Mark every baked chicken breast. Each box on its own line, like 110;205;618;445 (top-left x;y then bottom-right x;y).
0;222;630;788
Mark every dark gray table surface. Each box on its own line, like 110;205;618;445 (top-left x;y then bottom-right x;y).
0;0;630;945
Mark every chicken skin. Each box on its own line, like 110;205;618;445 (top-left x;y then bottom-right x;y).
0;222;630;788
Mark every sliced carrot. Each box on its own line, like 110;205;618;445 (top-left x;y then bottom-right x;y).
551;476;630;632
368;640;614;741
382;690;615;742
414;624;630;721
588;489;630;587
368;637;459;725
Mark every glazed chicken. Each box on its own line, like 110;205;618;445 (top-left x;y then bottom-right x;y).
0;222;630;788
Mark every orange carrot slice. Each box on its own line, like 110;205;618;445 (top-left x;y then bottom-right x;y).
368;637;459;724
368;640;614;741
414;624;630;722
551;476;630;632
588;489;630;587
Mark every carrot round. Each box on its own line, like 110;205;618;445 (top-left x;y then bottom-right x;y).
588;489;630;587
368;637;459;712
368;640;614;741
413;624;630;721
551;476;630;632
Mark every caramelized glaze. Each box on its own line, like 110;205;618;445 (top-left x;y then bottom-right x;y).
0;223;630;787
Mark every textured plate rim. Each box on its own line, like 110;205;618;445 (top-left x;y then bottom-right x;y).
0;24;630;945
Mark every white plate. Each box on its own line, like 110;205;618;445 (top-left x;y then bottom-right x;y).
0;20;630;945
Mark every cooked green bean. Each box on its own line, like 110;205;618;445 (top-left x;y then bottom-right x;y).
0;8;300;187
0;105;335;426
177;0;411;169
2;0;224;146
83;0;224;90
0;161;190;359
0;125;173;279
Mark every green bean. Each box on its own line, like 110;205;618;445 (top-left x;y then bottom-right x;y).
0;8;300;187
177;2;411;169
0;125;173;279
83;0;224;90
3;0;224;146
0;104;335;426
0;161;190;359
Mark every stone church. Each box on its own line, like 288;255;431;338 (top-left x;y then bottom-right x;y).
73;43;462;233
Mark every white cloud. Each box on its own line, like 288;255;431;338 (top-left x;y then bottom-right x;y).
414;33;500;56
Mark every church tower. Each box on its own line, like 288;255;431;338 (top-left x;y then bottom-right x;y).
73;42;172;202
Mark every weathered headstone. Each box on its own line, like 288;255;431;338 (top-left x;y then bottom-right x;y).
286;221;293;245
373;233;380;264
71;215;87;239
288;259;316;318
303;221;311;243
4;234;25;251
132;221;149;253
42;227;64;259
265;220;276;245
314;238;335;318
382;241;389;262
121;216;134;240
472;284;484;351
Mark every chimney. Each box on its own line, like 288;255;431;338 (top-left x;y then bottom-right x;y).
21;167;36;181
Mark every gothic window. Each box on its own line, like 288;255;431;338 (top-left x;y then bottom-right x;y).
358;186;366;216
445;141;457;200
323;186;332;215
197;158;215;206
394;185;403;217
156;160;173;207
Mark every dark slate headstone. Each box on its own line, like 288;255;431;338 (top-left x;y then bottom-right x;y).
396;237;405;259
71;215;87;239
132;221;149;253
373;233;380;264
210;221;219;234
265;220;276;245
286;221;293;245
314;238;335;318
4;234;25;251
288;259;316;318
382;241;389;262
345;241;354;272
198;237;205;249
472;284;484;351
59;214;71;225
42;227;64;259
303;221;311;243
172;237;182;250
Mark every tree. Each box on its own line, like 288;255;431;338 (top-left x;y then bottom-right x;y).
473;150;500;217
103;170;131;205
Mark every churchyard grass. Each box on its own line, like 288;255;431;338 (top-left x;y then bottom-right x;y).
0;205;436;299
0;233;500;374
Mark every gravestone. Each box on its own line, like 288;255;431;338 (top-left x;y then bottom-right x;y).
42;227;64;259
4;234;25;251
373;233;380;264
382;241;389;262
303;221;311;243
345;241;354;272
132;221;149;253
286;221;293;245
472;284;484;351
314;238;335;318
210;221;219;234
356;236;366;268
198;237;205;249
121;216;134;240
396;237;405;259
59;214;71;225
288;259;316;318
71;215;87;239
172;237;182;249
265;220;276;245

=======

WHAT THE EXERCISE ASKS:
Tally the lines in the entries above that contain the string "plate", treating uppercase and lowercase as different. Reply with the number alone.

FINAL RESULT:
2